§ **Article**
* START *
After years of campaigning and advocacy, human rights groups across the country celebrated the ratification of housing as a human right with the passage of the National Housing Strategy Act (NHSA). CMHC – the federal housing agency – implements a range of National Housing Strategy (NHS) initiatives to provide “affordable housing”.

The NHS is billed as a $ 70 billion plan on which CMHC itself plans to spend $ 3.7 billion over 10 years, from 2018-19 to 2027-2028. However, the latest report from the Parliamentary Budget Officer suggests that funding for CMHC’s support for programs addressing the housing needs of low-income households has declined by 15%. This as the affordability gap will increase by 24% and households in need of housing will rise to 1.8 million over the next five years.

Funding for housing programs has now become the centerpiece of NHS funding, with the Rental Construction Funding Initiative (RCFI) alone accounting for 60% of programs aimed at increasing housing supply. Fairly good, but what type of accommodation?

RCFI provides low cost loans to developers with a minimum loan of one million to a maximum of 100 percent of the cost of the loan. Home loans to developers from coast to coast show that billions of dollars are going into the pockets of developers to build totally unaffordable homes!

In Halifax, $ 115.5 million went to BANC Investments where 76 of the 324 units are said to be “affordable” with rents ranging from $ 1,455 to $ 1,844 per month! In British Columbia, $ 349 million for Wesgroup to build three new rental projects – two in New Westminster and one in Vancouver.

Basing rents on household income will never make rentals affordable, in fact it will do the opposite. Rents based on 30 percent, or 70 percent of 30 percent of median household income (21 percent) – as Steve Pomeroy’s research shows, translates to rents 31% and 41% above median market rents in cities like Vancouver and Toronto.
* END *
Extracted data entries
* START *
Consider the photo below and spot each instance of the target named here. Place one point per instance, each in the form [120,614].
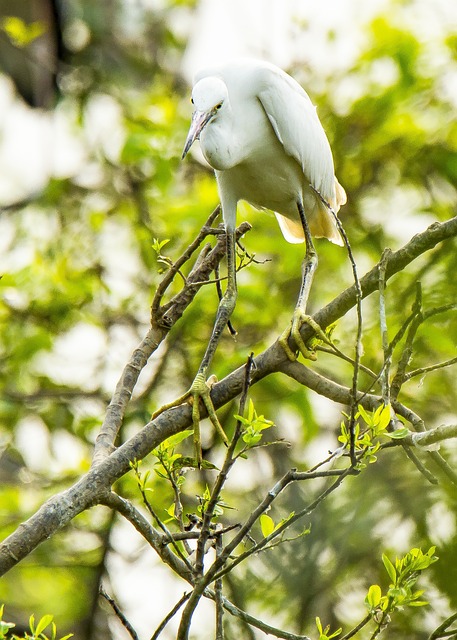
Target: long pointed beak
[199,120]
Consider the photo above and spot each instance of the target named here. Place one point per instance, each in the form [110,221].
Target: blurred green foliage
[79,273]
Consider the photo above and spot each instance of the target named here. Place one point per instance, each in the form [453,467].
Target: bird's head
[209,96]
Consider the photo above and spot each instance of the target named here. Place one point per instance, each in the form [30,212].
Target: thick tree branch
[92,488]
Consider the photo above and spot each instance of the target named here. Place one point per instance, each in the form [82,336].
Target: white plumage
[260,132]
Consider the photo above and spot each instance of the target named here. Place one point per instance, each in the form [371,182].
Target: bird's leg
[200,388]
[300,316]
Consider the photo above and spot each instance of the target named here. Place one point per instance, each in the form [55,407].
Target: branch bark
[94,487]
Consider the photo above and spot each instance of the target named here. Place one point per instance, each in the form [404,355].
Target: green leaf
[374,595]
[398,434]
[43,623]
[266,524]
[173,441]
[20,33]
[389,568]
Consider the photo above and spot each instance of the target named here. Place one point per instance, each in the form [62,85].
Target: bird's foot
[200,389]
[298,320]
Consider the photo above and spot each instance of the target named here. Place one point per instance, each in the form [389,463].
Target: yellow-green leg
[300,317]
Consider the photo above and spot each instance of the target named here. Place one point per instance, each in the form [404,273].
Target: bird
[260,132]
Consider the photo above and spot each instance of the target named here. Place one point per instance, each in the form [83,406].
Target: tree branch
[95,485]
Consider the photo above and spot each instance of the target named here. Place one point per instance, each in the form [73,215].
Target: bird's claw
[298,320]
[200,389]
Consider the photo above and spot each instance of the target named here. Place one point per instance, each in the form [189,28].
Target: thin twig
[357,628]
[170,615]
[174,268]
[121,617]
[358,342]
[442,630]
[218,594]
[383,326]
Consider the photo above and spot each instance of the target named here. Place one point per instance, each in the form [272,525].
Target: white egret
[260,132]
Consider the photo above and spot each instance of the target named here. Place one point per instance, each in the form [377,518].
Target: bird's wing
[297,126]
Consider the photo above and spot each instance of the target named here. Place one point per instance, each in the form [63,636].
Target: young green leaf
[389,568]
[374,595]
[43,623]
[266,524]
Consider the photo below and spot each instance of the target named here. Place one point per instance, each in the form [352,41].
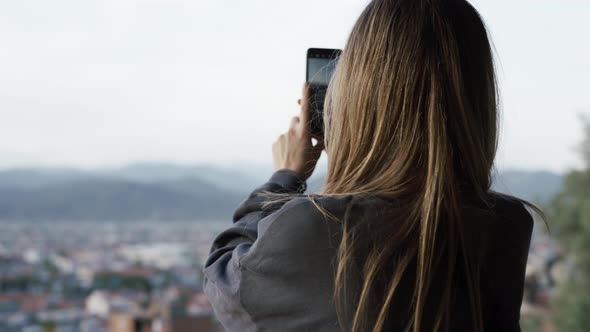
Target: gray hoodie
[273,268]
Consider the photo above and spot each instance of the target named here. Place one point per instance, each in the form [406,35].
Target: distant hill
[171,192]
[534,186]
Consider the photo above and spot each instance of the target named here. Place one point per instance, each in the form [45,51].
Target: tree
[570,219]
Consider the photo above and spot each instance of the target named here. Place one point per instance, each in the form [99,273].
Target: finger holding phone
[294,150]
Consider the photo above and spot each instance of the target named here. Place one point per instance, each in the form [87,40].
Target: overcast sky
[100,83]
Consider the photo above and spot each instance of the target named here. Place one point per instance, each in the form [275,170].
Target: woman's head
[416,79]
[411,113]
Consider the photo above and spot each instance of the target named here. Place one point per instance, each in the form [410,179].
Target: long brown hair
[411,114]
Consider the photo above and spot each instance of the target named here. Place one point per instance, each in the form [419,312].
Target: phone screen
[321,64]
[320,71]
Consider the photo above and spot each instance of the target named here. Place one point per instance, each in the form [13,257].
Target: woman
[406,234]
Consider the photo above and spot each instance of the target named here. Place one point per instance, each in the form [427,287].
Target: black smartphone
[321,64]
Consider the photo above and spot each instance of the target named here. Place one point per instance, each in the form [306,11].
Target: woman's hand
[294,150]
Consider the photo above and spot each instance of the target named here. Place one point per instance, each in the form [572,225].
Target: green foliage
[570,218]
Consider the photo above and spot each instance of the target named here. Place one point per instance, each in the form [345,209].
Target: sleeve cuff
[290,180]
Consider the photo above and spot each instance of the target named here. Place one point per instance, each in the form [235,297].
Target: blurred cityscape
[94,277]
[139,271]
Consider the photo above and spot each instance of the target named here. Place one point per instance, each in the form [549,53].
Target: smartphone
[321,64]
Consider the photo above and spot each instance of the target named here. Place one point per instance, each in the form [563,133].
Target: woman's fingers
[305,109]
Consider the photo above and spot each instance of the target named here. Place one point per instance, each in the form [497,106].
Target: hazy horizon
[104,83]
* END *
§ **Tasks to carry out**
a) Return the passage of the housing strategy article between "The NHS is billed" and "next five years.", inclusive.
b) In one to three sentences, explain why the housing strategy article says basing rents on household income will never make rentals affordable.

§ **Expected responses**
a)
The NHS is billed as a $ 70 billion plan on which CMHC itself plans to spend $ 3.7 billion over 10 years, from 2018-19 to 2027-2028. However, the latest report from the Parliamentary Budget Officer suggests that funding for CMHC’s support for programs addressing the housing needs of low-income households has declined by 15%. This as the affordability gap will increase by 24% and households in need of housing will rise to 1.8 million over the next five years.

b) Steve Pomeroy's research shows that rents based on 30 percent of median household income, or 70 percent of that figure (21 percent), translate to rents 31% and 41% above median market rents in cities like Vancouver and Toronto. So income-based rents do the opposite of making rentals affordable.